● Stored data entries
══════
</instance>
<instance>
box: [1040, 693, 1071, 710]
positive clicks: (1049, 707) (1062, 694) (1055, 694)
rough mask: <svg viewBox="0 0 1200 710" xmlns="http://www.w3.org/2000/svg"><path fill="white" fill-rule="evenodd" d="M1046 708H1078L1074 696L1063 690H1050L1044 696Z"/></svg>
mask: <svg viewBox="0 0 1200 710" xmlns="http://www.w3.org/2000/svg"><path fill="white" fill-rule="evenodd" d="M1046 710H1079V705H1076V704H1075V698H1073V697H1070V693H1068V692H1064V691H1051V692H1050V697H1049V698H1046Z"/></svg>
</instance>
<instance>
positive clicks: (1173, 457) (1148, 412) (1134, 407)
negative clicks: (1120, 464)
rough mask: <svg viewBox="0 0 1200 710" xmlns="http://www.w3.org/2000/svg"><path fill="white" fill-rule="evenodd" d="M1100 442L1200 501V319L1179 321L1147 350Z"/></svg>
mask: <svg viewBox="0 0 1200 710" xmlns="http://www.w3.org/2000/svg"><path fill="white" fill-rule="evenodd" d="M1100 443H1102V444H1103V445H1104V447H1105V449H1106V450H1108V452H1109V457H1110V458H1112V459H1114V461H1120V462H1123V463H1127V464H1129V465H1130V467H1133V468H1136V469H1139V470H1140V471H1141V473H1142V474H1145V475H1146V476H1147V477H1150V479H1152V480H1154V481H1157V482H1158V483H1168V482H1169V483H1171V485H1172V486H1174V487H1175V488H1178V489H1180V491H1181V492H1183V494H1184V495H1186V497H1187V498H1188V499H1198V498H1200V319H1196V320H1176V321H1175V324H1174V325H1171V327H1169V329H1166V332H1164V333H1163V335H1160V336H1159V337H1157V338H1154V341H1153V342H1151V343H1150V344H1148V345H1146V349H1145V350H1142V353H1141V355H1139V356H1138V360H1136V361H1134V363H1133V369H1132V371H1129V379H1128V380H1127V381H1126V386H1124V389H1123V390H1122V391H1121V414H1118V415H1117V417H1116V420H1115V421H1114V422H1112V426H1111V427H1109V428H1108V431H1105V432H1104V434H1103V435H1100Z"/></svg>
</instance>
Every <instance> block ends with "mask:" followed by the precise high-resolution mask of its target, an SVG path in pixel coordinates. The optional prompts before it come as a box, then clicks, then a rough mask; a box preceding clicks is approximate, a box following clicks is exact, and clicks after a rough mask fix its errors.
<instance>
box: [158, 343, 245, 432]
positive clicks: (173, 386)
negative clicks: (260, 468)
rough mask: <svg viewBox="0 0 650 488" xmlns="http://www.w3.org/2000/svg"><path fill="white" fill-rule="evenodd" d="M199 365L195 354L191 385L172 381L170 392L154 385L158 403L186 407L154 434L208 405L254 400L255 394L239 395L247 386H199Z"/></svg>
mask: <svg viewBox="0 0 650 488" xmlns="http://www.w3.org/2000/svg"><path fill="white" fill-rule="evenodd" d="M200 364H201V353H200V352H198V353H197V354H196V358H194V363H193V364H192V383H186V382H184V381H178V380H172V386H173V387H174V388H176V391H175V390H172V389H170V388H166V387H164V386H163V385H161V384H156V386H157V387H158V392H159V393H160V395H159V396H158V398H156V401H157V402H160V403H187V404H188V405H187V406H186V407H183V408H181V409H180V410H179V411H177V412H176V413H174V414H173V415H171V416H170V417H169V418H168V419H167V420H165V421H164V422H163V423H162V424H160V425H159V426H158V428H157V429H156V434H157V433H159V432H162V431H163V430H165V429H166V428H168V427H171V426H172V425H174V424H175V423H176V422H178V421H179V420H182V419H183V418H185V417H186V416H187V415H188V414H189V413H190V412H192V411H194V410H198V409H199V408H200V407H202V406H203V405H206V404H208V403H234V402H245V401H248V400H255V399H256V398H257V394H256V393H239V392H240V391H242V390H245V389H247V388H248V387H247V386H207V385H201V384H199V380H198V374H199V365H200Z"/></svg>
══════
● What the exercise asks
The task requires each record above to be restated exactly.

● Task response
</instance>
<instance>
box: [1040, 693, 1071, 710]
positive clicks: (1049, 707) (1062, 694) (1055, 694)
rough mask: <svg viewBox="0 0 1200 710" xmlns="http://www.w3.org/2000/svg"><path fill="white" fill-rule="evenodd" d="M1046 708H1078L1074 696L1063 690H1050L1044 696Z"/></svg>
mask: <svg viewBox="0 0 1200 710" xmlns="http://www.w3.org/2000/svg"><path fill="white" fill-rule="evenodd" d="M1046 710H1079V705H1076V704H1075V698H1073V697H1070V693H1068V692H1064V691H1051V692H1050V697H1049V698H1046Z"/></svg>
</instance>
<instance>
positive clicks: (1173, 457) (1148, 412) (1134, 407)
negative clicks: (1120, 464)
rough mask: <svg viewBox="0 0 1200 710" xmlns="http://www.w3.org/2000/svg"><path fill="white" fill-rule="evenodd" d="M1100 442L1200 501V319L1179 321L1147 350Z"/></svg>
mask: <svg viewBox="0 0 1200 710" xmlns="http://www.w3.org/2000/svg"><path fill="white" fill-rule="evenodd" d="M1100 443H1102V444H1103V445H1104V447H1105V449H1106V450H1108V452H1109V457H1110V458H1112V459H1114V461H1120V462H1123V463H1127V464H1129V465H1130V467H1133V468H1136V469H1139V470H1140V471H1141V473H1142V474H1145V475H1146V476H1147V477H1150V479H1152V480H1154V481H1157V482H1158V483H1168V482H1169V483H1171V485H1172V486H1174V487H1175V488H1178V489H1180V491H1181V492H1183V494H1184V495H1186V497H1187V498H1188V499H1198V498H1200V319H1196V320H1176V321H1175V324H1174V325H1171V327H1169V329H1166V332H1164V333H1163V335H1160V336H1159V337H1157V338H1154V341H1153V342H1151V343H1150V344H1148V345H1146V349H1145V350H1142V353H1141V355H1139V356H1138V360H1136V361H1134V363H1133V369H1132V371H1129V379H1128V380H1127V381H1126V386H1124V389H1123V390H1122V391H1121V414H1118V415H1117V417H1116V420H1115V421H1114V422H1112V426H1111V427H1109V428H1108V431H1105V432H1104V434H1103V435H1100Z"/></svg>
</instance>
Every <instance> block ends with "mask:" followed by the precise high-resolution mask of its target, an SVG path in pixel coordinates. The optional prompts before it come as a box, then clicks, then a rough mask; a box preceding clicks is approximate, a box following clicks is exact, and clicks after a rough mask fix its errors.
<instance>
box: [158, 343, 245, 432]
positive clicks: (173, 386)
negative clicks: (260, 468)
rough mask: <svg viewBox="0 0 650 488" xmlns="http://www.w3.org/2000/svg"><path fill="white" fill-rule="evenodd" d="M199 365L195 354L191 385L172 381L170 392L154 385L158 403L186 407L154 434L208 405L254 400L255 394L239 395L247 386H199Z"/></svg>
mask: <svg viewBox="0 0 650 488" xmlns="http://www.w3.org/2000/svg"><path fill="white" fill-rule="evenodd" d="M200 364H201V353H200V352H198V353H197V354H196V358H194V363H193V364H192V383H186V382H184V381H178V380H172V386H173V387H174V388H176V391H175V390H172V389H170V388H166V387H164V386H163V385H161V384H156V386H157V387H158V392H159V393H160V395H159V396H158V398H156V401H157V402H160V403H187V404H188V405H187V406H186V407H183V408H181V409H180V410H179V411H177V412H176V413H174V414H173V415H171V416H170V417H169V418H168V419H167V420H165V421H164V422H163V423H162V424H160V425H159V426H158V428H157V429H156V434H157V433H159V432H162V431H163V430H165V429H166V428H168V427H171V426H172V425H174V424H175V423H176V422H178V421H179V420H182V419H183V418H185V417H186V416H187V415H188V414H189V413H190V412H192V411H194V410H198V409H199V408H200V407H202V406H203V405H206V404H208V403H234V402H245V401H248V400H255V399H256V398H257V394H256V393H239V392H240V391H242V390H245V389H247V388H248V387H247V386H207V385H201V384H199V380H198V374H199V365H200Z"/></svg>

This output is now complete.